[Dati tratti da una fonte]
———

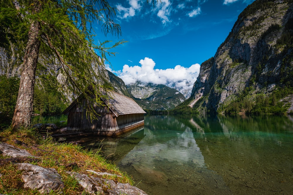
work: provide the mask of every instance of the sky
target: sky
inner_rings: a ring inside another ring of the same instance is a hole
[[[107,68],[126,84],[138,80],[191,91],[200,64],[214,56],[253,1],[108,1],[117,9],[114,21],[122,34],[106,39],[127,42],[110,51],[117,53],[107,57]]]

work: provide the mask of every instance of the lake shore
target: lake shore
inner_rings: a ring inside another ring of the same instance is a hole
[[[25,180],[24,179],[25,172],[33,171],[24,171],[23,168],[19,169],[18,167],[21,164],[26,166],[28,164],[38,167],[38,168],[54,169],[56,174],[60,176],[62,178],[60,181],[63,184],[60,184],[62,187],[57,188],[55,191],[50,192],[50,194],[59,194],[60,192],[64,194],[91,194],[98,191],[93,191],[94,188],[100,189],[100,194],[110,192],[119,194],[117,192],[125,190],[129,190],[127,191],[127,194],[129,194],[130,191],[132,191],[133,194],[137,194],[138,192],[140,194],[146,194],[129,184],[133,184],[134,182],[126,173],[107,162],[98,152],[94,153],[91,150],[85,150],[78,144],[56,143],[53,141],[52,137],[41,135],[32,129],[22,129],[16,133],[6,129],[1,132],[0,136],[0,141],[4,146],[0,150],[1,151],[0,154],[0,180],[1,182],[0,194],[43,194],[39,187],[34,189],[28,188]],[[17,151],[25,151],[29,156],[13,157],[14,154],[6,153],[7,151],[11,152],[15,148]],[[73,173],[71,174],[72,173]],[[97,173],[99,175],[97,175]],[[79,175],[82,176],[82,179],[77,177]],[[88,185],[83,187],[82,182],[79,182],[83,181],[82,180],[85,177],[90,179],[90,183],[95,184],[96,185],[91,186],[91,189],[89,191],[87,189]],[[91,180],[93,178],[97,180],[93,181]],[[119,189],[115,191],[115,186]],[[131,189],[130,191],[129,189]]]

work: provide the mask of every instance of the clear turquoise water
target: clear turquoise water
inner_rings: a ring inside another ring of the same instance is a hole
[[[149,194],[293,194],[293,117],[146,115],[117,138],[71,138]]]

———

#### Consegna
Riporta ogni riga dei dati qui sopra che contiene la parola "shore".

#### Soluzione
work: provide the mask of every instance of the lake shore
target: lake shore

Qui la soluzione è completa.